Short problem
In every entry below, change "image" to "photo" and leave all other text as it is. Leave the pictures out of your answer.

************

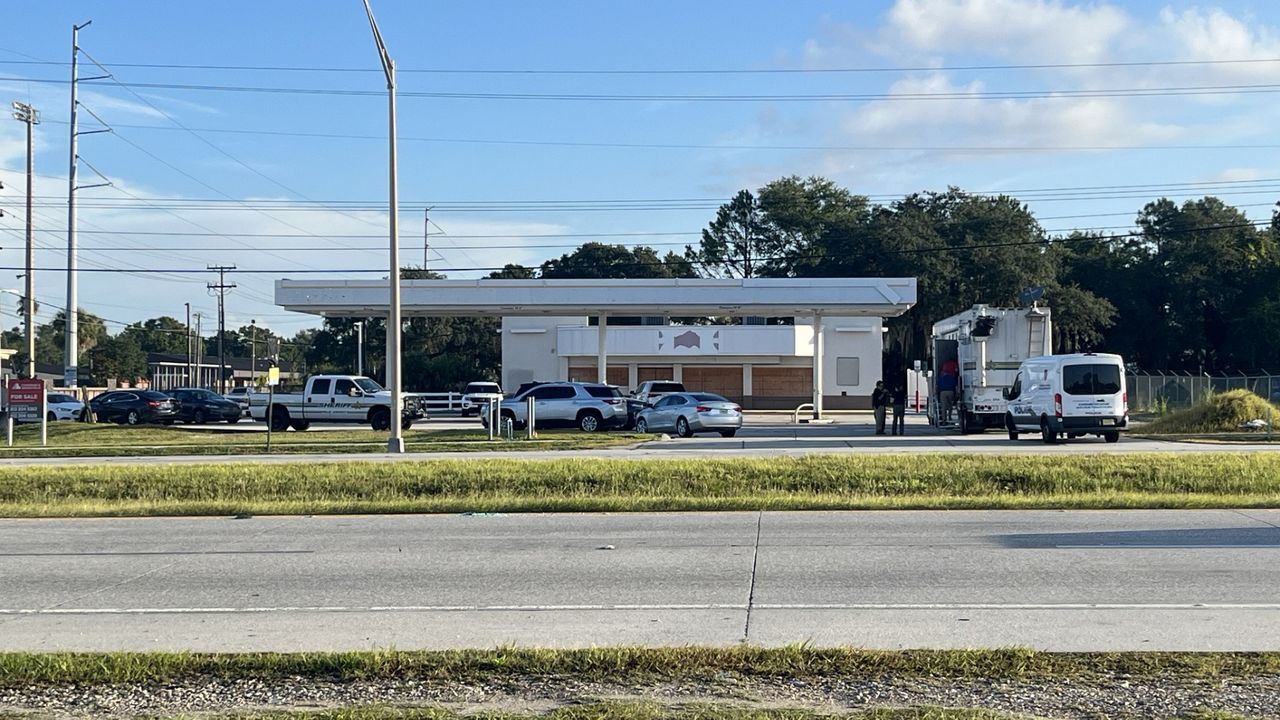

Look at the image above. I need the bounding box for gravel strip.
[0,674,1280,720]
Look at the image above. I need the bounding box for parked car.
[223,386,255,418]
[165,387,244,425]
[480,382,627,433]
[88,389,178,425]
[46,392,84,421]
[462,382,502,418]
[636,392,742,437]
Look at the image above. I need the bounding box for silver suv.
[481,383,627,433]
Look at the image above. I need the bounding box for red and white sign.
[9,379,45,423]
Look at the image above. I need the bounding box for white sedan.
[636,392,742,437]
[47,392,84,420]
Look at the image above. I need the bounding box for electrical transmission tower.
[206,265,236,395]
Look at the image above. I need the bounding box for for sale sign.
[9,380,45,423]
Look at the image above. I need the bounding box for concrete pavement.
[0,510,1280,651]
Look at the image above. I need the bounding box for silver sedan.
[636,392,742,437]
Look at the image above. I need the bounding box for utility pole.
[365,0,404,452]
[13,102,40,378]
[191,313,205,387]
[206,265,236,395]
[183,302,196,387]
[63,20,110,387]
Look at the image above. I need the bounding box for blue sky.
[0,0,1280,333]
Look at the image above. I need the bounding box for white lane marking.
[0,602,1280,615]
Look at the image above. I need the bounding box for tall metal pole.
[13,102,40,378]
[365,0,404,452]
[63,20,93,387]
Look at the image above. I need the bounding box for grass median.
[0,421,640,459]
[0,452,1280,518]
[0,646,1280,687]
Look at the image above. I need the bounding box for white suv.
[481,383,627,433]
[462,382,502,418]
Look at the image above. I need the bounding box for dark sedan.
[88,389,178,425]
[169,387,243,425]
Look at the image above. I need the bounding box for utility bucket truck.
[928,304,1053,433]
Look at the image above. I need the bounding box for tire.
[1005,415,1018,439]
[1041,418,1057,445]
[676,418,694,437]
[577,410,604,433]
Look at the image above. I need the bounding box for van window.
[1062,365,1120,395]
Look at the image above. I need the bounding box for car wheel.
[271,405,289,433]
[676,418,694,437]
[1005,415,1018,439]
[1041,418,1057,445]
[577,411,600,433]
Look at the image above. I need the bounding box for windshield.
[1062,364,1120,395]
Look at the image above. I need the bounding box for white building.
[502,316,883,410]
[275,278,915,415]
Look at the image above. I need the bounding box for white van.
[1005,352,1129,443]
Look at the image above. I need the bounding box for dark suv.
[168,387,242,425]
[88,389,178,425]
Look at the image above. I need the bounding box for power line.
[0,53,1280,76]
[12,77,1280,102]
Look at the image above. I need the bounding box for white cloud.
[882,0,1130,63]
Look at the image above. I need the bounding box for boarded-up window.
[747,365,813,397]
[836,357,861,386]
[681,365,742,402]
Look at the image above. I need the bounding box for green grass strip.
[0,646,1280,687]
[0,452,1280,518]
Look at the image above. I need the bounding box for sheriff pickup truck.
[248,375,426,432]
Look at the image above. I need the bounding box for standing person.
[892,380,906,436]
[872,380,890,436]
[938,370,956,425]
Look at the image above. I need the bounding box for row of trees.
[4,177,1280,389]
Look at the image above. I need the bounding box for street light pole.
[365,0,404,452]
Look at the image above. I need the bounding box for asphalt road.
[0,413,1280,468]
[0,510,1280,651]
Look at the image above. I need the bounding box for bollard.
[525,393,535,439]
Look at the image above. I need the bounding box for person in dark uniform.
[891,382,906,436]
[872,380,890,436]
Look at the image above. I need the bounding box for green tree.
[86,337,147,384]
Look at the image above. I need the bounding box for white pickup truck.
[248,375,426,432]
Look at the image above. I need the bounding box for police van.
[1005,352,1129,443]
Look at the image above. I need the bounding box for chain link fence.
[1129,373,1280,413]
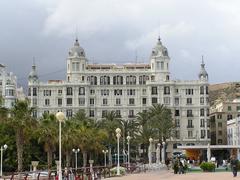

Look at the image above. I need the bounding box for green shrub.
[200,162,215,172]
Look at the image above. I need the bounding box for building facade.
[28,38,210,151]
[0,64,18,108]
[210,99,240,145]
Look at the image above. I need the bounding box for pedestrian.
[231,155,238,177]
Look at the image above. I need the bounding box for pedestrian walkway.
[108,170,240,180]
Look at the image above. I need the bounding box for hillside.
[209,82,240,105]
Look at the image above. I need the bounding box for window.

************

Problem solution
Look at the photo above. I need the bounding box for gravel strip.
[0,674,1280,720]
Look at the photo above. I need the bounding box for parked car.
[223,386,255,418]
[165,387,244,425]
[480,382,627,433]
[88,389,178,425]
[46,392,84,421]
[462,382,502,418]
[636,392,742,437]
Look at the photo above. I need the bounding box for silver suv.
[481,383,627,433]
Look at the photo above. I need the bounding box for red and white sign.
[9,379,45,423]
Look at the photo above. I need the bounding box for white sedan.
[636,392,742,437]
[47,392,84,420]
Look at the photo above. I need the bounding box for electrical transmission tower.
[206,265,236,395]
Look at the photo above. I need the bounding box for for sale sign.
[9,380,45,423]
Look at the photo above. I need the bounding box for concrete pavement.
[0,510,1280,651]
Look at the photo above. I need the bounding box for silver sedan.
[636,392,742,437]
Look at the photo above. I need the bounding box for utility pole.
[365,0,404,452]
[13,102,40,378]
[191,313,205,387]
[206,265,236,395]
[183,302,196,387]
[63,20,110,387]
Look at the photo above. I need the bounding box for blue sky.
[0,0,1280,333]
Look at the photo above. I need the bounding box for white lane marking.
[0,602,1280,615]
Look at the photo above. I need the bounding box for tall metal pole.
[13,102,40,378]
[365,0,404,452]
[63,20,93,387]
Look at the photo above. I need the bounding box for grass median.
[0,421,640,459]
[0,452,1280,518]
[0,646,1280,687]
Look at the photo above. I need the bounding box for white suv.
[481,383,627,433]
[462,382,502,418]
Look at the photo above. I need the bounding box for dark sedan.
[88,389,178,425]
[169,387,243,425]
Look at the photo above. I need the bounding box for utility bucket truck.
[928,304,1053,433]
Look at the photo above. I need the bounding box for tire.
[1005,415,1018,439]
[1041,418,1057,445]
[676,418,694,437]
[577,410,604,433]
Look at the photo above. I need the bounding box for van window.
[1062,365,1120,395]
Look at the photo above. I need the bounding box for car wheel.
[271,405,289,433]
[676,418,694,437]
[1005,415,1018,439]
[1041,418,1057,445]
[577,411,600,433]
Look at the photo above. I need the bounding box for windshield.
[1062,364,1120,395]
Look at the photo above. I need the bounding box for white building.
[502,316,883,410]
[275,278,915,415]
Look at the photo above. I need the bounding box for white van.
[1005,352,1129,443]
Look at the photo above. I need the bounding box for dark suv.
[168,387,242,425]
[88,389,178,425]
Look at the photo above. I need the bounding box for power line.
[0,53,1280,76]
[12,77,1280,102]
Look at the photo above. I need the bounding box for white cloud.
[882,0,1130,63]
Look at the photo above. I need the bounding box for boarded-up window.
[747,365,813,397]
[836,357,861,386]
[681,365,742,402]
Look at the photo above. I need the bounding box for green grass strip.
[0,646,1280,687]
[0,452,1280,518]
Look at the photo above. I need the bounding box for sheriff pickup truck.
[248,375,426,432]
Look at the photo above. I need the bounding box for standing person.
[892,380,906,436]
[872,380,890,436]
[938,370,956,425]
Look at the photo above. I need the bounding box for row of trees.
[4,177,1280,389]
Look at the photo above. I need the bounding box for street light pole.
[365,0,404,452]
Look at the photo above. I need the bounding box for asphalt road.
[0,413,1280,468]
[0,510,1280,651]
Look at the photo above. I need the bounding box for bollard.
[525,393,535,439]
Look at the photo above. I need the bounding box for person in dark uniform.
[891,382,906,436]
[872,380,890,436]
Look at the photo above. I need the bounding box for green tree.
[86,337,147,384]
Look at the photo above. I need the bounding box for white pickup truck.
[248,375,426,432]
Look at the photo above. I need the bounding box for police van.
[1005,352,1129,443]
Look at the photo above. I need the bounding box for chain link fence.
[1129,373,1280,413]

Look at the photo above. I need the bounding box for green shrub.
[200,162,215,172]
Look at the photo above. I need the bounding box for building facade.
[28,38,210,151]
[0,64,18,108]
[210,99,240,145]
Look at the photo above. I need the bounding box for pedestrian.
[231,155,238,177]
Look at the photo above. I need the bounding box for pedestrian walkway.
[108,170,240,180]
Look at the photo above. I need the bounding box for hillside.
[209,82,240,105]
Look at the photo above. I need the bounding box for window.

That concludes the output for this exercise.